#### Problem set:
[1] Copy word for word the passage of the article on Rahul Gandhi from "Explaining his remarks, he" to "Ministers of the country.".
[2] Name every person the article on Rahul Gandhi mentions by full name.
[3] Continue the article on Rahul Gandhi from the point where it ends.

#### Supplied text:
Ahead of the AICC meeting on Friday when he is expected to be named the Congress Prime Ministerial candidate, Rahul Gandhi on Tuesday appeared ready to take up the responsibility.
“I am a sepoy of Congress. I will obey whatever order is given to me. I will do whatever Congress wants me to do... Decisions are taken in our party by senior leaders,” he told Hindi daily ‘ Dainik Bhaskar ’ in an interview.
“Earlier also some decisions were taken...Power is poison ....does not mean that I am not keen to take responsibility. There is no word of reluctance in my life...Congress has never been specific. Whatever task the Congress wanted me to accomplish, I have done that,” Mr. Gandhi said when asked whether he was ready to take up the post of Prime Minister and about perceptions of him being reluctant.
Mr. Gandhi’s remarks at the party’s Chintan Shivir in Jaipur in January 2013, that his mother Sonia Gandhi had told him that power is poison had led to speculation as well Opposition attack that the Congress vice-president was not willing to take up responsibility.
Explaining his remarks, he said, “Power is poison is an observation that when power comes, one should know how to deal with the associated dangers that come with it. This is it. Power is poison means use power for the welfare of people and do not use it to make oneself bigger or more powerful.”
To a direct question on whether he will accept any such responsibility, Mr. Gandhi said, “None of my family members ever worked for the sake of power. Neither my father nor my grandmother.”
Mr. Gandhi’s father Rajiv Gandhi and grandmother Indira Gandhi were both Prime Ministers of the country.
“We are a democratic organisation. We have faith in democracy. The people of India will decide through their elected representatives, who will be the Prime Minister of the country. It is necessary for Congress to come to power in the interests of the nation and for that whatever responsibility the organisation has given me or will give me, I will carry out that with full dedication,” he said.
Slamming the BJP for its “Congress-free India” pitch, he said, “BJP today wants a personality-oriented rule, which is not in the interests of the country. The country should not be governed according to thinking of a particular person and his ways. The future of 120 crore people can be shaped up and improved only by taking everybody along.”
Maintaining that “Congress is in the DNA of this country,” Mr. Gandhi said, “BJP is talking of a Congress-free India. It does not understand that Congress alone is the political power, which has kept people of this country united.”
His response was also in reply to a question about Narendra Modi’s popularity.

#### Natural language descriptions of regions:
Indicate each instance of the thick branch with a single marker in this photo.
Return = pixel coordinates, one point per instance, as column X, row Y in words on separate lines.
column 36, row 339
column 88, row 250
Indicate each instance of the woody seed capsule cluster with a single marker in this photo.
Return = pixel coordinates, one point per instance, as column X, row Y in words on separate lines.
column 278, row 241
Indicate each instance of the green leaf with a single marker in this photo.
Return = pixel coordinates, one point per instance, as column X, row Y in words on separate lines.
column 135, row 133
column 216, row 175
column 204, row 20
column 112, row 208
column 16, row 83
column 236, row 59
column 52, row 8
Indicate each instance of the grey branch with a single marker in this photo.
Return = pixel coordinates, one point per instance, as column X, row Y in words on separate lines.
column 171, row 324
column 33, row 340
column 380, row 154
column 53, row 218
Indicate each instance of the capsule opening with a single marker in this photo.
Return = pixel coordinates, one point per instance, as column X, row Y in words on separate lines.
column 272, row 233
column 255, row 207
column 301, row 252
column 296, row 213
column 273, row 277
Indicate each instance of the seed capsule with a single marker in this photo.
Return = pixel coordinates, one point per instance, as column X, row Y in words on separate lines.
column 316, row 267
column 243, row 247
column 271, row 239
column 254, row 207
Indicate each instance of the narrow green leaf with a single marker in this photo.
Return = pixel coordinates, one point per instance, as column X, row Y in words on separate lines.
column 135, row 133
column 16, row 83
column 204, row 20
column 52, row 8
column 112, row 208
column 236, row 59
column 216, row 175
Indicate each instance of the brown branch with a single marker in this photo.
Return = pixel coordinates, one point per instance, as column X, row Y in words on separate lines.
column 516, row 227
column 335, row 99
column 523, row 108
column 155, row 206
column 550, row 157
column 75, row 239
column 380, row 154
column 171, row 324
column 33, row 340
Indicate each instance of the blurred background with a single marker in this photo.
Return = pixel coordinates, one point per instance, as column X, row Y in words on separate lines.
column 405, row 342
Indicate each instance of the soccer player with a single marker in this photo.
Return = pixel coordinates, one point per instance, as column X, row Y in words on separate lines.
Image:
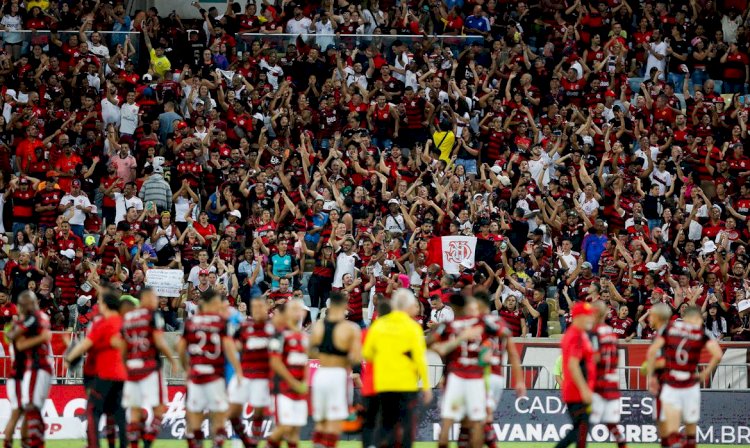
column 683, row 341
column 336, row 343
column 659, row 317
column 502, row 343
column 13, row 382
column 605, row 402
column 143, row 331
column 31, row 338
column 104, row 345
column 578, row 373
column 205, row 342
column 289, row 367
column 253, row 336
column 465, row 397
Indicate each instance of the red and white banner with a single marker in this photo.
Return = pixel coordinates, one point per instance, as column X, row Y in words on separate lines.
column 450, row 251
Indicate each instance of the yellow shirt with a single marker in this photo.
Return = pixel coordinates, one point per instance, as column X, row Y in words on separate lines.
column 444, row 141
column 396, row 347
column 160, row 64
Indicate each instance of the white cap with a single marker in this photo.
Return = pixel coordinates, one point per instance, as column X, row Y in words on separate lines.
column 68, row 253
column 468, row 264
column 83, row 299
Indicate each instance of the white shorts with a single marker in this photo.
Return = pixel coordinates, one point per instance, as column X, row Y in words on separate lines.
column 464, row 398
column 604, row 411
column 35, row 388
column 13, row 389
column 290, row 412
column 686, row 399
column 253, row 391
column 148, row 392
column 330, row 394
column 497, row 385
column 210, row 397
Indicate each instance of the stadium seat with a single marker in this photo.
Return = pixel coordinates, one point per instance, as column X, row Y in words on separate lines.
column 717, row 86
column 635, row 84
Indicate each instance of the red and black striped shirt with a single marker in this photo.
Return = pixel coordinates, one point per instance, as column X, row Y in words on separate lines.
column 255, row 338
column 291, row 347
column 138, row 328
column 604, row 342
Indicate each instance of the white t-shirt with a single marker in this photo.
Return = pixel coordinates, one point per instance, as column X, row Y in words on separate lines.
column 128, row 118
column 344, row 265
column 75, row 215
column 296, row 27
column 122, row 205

#### Per-task answers:
[1]
Explaining his remarks, he said, “Power is poison is an observation that when power comes, one should know how to deal with the associated dangers that come with it. This is it. Power is poison means use power for the welfare of people and do not use it to make oneself bigger or more powerful.”
To a direct question on whether he will accept any such responsibility, Mr. Gandhi said, “None of my family members ever worked for the sake of power. Neither my father nor my grandmother.”
Mr. Gandhi’s father Rajiv Gandhi and grandmother Indira Gandhi were both Prime Ministers of the country.

[2] Rahul Gandhi, Sonia Gandhi, Rajiv Gandhi, Indira Gandhi, Narendra Modi

[3]
Mr. Gandhi also sought to make it clear that his sister and friend Priyanka Gandhi will not have any electoral role and that she, as an active member of Congress, is helping him.
“Priyanka is my sister and friend. Besides she is an active member of Congress and that is why she is lending a helping hand to strengthen me and the organisation. I do not think she will have any electoral role,” he said scotching speculation of a larger, direct political role for Ms. Priyanka.
Maintaining that the Congress is always assessed poorly like it was done in 2004 and 2009 Lok Sabha polls, Mr. Gandhi said, “Yes, the upcoming elections are exciting and I have full confidence that we will do good in the polls.”
While answering questions regarding the future role for him in the party, Mr. Gandhi also expressed dismay at too much focus on one personality.
“My question is that why all arguments come to halt on one post? Why this is debated at the national level? Why a particular person or post is discussed. Why nobody talks about reform in politics? Why nobody is ready to change the system? The talk should centre around how we change the political system,” he said.
Mr. Gandhi, who had earlier said that his party would “learn” from the Aam Admi Party, also flagged his “differences” with Arvind Kerjiwal’s party on some issues.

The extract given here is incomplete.